_TEXT EXTRACT_
** Start **

One of the functions of SnowflakeIO is writing to Snowflake tables. This transformation enables you to finish the Beam pipeline with an output operation that sends the user’s PCollection to your Snowflake database.

Batch write (from a bounded source)

The basic .write() operation usage is as follows:

data.apply(
   SnowflakeIO.<type>write()
       .withDataSourceConfiguration(dc)
       .to("MY_TABLE")
       .withStagingBucketName("BUCKET")
       .withStorageIntegrationName("STORAGE INTEGRATION NAME")
       .withUserDataMapper(mapper)
)

Replace type with the data type of the PCollection object to write; for example, SnowflakeIO.<String> for an input PCollection of Strings.

All the below parameters are required:

.withDataSourceConfiguration() Accepts a DatasourceConfiguration object.
.to() Accepts the target Snowflake table name.

** End **

_OBJECTIVE_
Please reproduce the SnowflakeIO write excerpt word for word, from start to finish. The data is separate from the SnowflakeIO write excerpt.

_MATERIAL_
** Start **

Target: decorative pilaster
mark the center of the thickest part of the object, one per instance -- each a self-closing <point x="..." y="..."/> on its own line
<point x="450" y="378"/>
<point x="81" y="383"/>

** End **

_TASK RESPONSE_
One of the functions of SnowflakeIO is writing to Snowflake tables. This transformation enables you to finish the Beam pipeline with an output operation that sends the user’s PCollection to your Snowflake database.

Batch write (from a bounded source)

The basic .write() operation usage is as follows:

data.apply(
   SnowflakeIO.<type>write()
       .withDataSourceConfiguration(dc)
       .to("MY_TABLE")
       .withStagingBucketName("BUCKET")
       .withStorageIntegrationName("STORAGE INTEGRATION NAME")
       .withUserDataMapper(mapper)
)

Replace type with the data type of the PCollection object to write; for example, SnowflakeIO.<String> for an input PCollection of Strings.

All the below parameters are required:

.withDataSourceConfiguration() Accepts a DatasourceConfiguration object.
.to() Accepts the target Snowflake table name.